■ **WORK INSTRUCTIONS**
Find each line in the material below that contains the string "background", and copy every such line in full.

■ **TASK DATA**
*****

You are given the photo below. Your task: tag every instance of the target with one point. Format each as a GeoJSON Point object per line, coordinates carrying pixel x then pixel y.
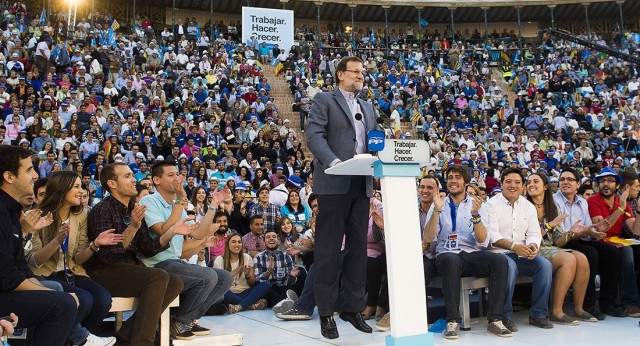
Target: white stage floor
{"type": "Point", "coordinates": [262, 328]}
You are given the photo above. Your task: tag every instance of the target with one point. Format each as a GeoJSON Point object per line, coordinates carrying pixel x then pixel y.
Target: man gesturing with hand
{"type": "Point", "coordinates": [514, 231]}
{"type": "Point", "coordinates": [117, 267]}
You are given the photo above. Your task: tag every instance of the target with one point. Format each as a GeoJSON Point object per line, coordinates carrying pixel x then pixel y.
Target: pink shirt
{"type": "Point", "coordinates": [374, 248]}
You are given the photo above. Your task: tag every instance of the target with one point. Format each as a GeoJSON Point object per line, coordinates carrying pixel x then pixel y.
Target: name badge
{"type": "Point", "coordinates": [452, 242]}
{"type": "Point", "coordinates": [281, 273]}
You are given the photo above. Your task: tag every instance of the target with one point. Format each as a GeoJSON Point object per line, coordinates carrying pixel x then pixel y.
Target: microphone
{"type": "Point", "coordinates": [358, 117]}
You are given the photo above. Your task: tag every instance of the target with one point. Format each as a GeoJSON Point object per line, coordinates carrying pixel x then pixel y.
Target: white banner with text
{"type": "Point", "coordinates": [268, 25]}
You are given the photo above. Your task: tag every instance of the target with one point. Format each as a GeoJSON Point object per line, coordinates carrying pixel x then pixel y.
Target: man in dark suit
{"type": "Point", "coordinates": [336, 131]}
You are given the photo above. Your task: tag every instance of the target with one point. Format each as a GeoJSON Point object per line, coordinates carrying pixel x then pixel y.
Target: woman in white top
{"type": "Point", "coordinates": [246, 293]}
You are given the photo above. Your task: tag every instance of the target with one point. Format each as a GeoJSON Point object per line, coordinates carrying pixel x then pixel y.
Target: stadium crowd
{"type": "Point", "coordinates": [158, 163]}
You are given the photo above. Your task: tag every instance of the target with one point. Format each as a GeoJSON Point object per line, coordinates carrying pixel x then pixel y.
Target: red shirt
{"type": "Point", "coordinates": [599, 207]}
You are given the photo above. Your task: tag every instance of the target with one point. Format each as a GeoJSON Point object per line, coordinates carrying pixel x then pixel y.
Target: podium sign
{"type": "Point", "coordinates": [404, 151]}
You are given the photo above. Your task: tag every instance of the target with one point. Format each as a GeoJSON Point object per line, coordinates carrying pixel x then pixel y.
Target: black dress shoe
{"type": "Point", "coordinates": [328, 327]}
{"type": "Point", "coordinates": [356, 320]}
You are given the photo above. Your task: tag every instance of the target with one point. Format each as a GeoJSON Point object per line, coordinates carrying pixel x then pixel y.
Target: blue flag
{"type": "Point", "coordinates": [111, 39]}
{"type": "Point", "coordinates": [43, 18]}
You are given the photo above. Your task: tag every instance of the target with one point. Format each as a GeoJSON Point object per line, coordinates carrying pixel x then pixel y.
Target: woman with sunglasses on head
{"type": "Point", "coordinates": [570, 268]}
{"type": "Point", "coordinates": [59, 250]}
{"type": "Point", "coordinates": [199, 202]}
{"type": "Point", "coordinates": [246, 293]}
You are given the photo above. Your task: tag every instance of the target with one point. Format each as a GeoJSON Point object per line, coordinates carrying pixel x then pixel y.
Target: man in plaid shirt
{"type": "Point", "coordinates": [276, 267]}
{"type": "Point", "coordinates": [118, 268]}
{"type": "Point", "coordinates": [270, 212]}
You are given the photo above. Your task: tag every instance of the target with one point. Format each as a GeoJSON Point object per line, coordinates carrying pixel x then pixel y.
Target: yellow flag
{"type": "Point", "coordinates": [279, 68]}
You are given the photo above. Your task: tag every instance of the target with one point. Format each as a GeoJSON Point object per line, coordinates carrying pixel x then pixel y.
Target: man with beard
{"type": "Point", "coordinates": [220, 236]}
{"type": "Point", "coordinates": [254, 240]}
{"type": "Point", "coordinates": [606, 205]}
{"type": "Point", "coordinates": [277, 268]}
{"type": "Point", "coordinates": [49, 314]}
{"type": "Point", "coordinates": [570, 203]}
{"type": "Point", "coordinates": [459, 252]}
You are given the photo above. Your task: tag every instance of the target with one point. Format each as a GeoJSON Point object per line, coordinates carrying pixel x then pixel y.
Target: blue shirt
{"type": "Point", "coordinates": [297, 218]}
{"type": "Point", "coordinates": [467, 241]}
{"type": "Point", "coordinates": [158, 210]}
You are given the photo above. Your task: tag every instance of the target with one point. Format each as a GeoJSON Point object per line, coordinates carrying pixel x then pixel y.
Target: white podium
{"type": "Point", "coordinates": [397, 166]}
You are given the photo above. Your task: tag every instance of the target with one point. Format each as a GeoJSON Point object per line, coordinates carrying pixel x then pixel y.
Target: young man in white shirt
{"type": "Point", "coordinates": [514, 230]}
{"type": "Point", "coordinates": [460, 234]}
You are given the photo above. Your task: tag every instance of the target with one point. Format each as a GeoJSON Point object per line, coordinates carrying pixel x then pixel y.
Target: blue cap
{"type": "Point", "coordinates": [296, 181]}
{"type": "Point", "coordinates": [608, 172]}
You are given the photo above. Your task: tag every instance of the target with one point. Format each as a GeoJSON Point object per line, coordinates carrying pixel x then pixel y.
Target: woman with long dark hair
{"type": "Point", "coordinates": [570, 268]}
{"type": "Point", "coordinates": [246, 293]}
{"type": "Point", "coordinates": [59, 250]}
{"type": "Point", "coordinates": [199, 202]}
{"type": "Point", "coordinates": [295, 210]}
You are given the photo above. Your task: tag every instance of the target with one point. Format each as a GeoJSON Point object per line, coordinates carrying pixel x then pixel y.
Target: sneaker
{"type": "Point", "coordinates": [283, 305]}
{"type": "Point", "coordinates": [292, 295]}
{"type": "Point", "coordinates": [180, 331]}
{"type": "Point", "coordinates": [234, 308]}
{"type": "Point", "coordinates": [294, 315]}
{"type": "Point", "coordinates": [633, 311]}
{"type": "Point", "coordinates": [198, 330]}
{"type": "Point", "coordinates": [509, 324]}
{"type": "Point", "coordinates": [452, 330]}
{"type": "Point", "coordinates": [93, 340]}
{"type": "Point", "coordinates": [385, 323]}
{"type": "Point", "coordinates": [540, 322]}
{"type": "Point", "coordinates": [261, 304]}
{"type": "Point", "coordinates": [497, 328]}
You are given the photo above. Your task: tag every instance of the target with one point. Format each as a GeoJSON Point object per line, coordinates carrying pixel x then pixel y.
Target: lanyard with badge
{"type": "Point", "coordinates": [452, 239]}
{"type": "Point", "coordinates": [68, 274]}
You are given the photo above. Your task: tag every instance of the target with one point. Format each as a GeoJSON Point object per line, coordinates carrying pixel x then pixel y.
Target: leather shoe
{"type": "Point", "coordinates": [328, 327]}
{"type": "Point", "coordinates": [357, 321]}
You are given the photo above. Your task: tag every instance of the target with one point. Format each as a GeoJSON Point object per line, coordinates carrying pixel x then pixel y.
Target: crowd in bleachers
{"type": "Point", "coordinates": [186, 127]}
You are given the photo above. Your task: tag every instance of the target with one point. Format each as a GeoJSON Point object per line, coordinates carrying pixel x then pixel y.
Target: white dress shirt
{"type": "Point", "coordinates": [354, 107]}
{"type": "Point", "coordinates": [517, 223]}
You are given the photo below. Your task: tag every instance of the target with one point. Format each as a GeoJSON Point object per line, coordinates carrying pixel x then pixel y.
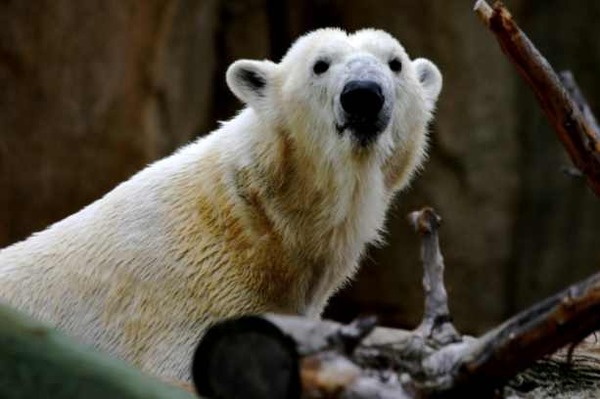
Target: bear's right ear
{"type": "Point", "coordinates": [249, 80]}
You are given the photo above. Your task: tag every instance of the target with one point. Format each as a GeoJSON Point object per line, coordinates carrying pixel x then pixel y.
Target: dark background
{"type": "Point", "coordinates": [92, 91]}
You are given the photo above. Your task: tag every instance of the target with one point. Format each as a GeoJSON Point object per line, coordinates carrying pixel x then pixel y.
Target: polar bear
{"type": "Point", "coordinates": [269, 213]}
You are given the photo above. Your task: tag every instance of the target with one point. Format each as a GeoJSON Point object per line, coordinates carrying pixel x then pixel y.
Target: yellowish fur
{"type": "Point", "coordinates": [269, 213]}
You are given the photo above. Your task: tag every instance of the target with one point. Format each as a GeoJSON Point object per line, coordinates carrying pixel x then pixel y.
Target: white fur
{"type": "Point", "coordinates": [271, 212]}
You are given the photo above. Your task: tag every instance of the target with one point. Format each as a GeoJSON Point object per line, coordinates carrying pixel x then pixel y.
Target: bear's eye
{"type": "Point", "coordinates": [320, 67]}
{"type": "Point", "coordinates": [395, 65]}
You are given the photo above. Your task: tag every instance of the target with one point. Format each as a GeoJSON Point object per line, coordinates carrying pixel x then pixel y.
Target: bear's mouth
{"type": "Point", "coordinates": [362, 131]}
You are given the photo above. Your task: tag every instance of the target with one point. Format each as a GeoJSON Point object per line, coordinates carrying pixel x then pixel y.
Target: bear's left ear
{"type": "Point", "coordinates": [430, 78]}
{"type": "Point", "coordinates": [249, 80]}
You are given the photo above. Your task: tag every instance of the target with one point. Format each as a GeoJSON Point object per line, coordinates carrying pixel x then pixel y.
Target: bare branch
{"type": "Point", "coordinates": [577, 134]}
{"type": "Point", "coordinates": [437, 322]}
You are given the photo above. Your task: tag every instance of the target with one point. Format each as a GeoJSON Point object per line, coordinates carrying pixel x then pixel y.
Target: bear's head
{"type": "Point", "coordinates": [337, 92]}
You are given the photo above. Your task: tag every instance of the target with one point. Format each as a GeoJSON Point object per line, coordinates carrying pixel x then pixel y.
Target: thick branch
{"type": "Point", "coordinates": [577, 134]}
{"type": "Point", "coordinates": [567, 317]}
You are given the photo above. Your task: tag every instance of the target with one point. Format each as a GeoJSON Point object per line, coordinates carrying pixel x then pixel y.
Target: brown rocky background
{"type": "Point", "coordinates": [91, 91]}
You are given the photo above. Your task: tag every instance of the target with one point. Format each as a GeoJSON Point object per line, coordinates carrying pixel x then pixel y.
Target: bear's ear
{"type": "Point", "coordinates": [249, 80]}
{"type": "Point", "coordinates": [430, 78]}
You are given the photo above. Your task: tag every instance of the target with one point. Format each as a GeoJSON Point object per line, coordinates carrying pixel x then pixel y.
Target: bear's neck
{"type": "Point", "coordinates": [318, 206]}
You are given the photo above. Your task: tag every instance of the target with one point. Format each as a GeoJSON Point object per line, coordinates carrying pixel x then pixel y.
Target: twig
{"type": "Point", "coordinates": [437, 322]}
{"type": "Point", "coordinates": [577, 134]}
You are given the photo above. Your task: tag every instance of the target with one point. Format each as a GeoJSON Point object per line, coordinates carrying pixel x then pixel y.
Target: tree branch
{"type": "Point", "coordinates": [578, 135]}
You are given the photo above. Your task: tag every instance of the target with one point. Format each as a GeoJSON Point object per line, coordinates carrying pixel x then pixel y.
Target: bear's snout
{"type": "Point", "coordinates": [362, 102]}
{"type": "Point", "coordinates": [362, 99]}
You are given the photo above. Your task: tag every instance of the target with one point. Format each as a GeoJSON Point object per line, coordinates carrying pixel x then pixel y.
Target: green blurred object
{"type": "Point", "coordinates": [39, 362]}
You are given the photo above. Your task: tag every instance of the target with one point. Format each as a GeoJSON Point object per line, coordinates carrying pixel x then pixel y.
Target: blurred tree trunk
{"type": "Point", "coordinates": [90, 92]}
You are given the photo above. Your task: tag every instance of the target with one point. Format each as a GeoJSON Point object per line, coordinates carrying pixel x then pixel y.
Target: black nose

*****

■ **CORRECT RESPONSE**
Target: dark background
Target: brown rocky background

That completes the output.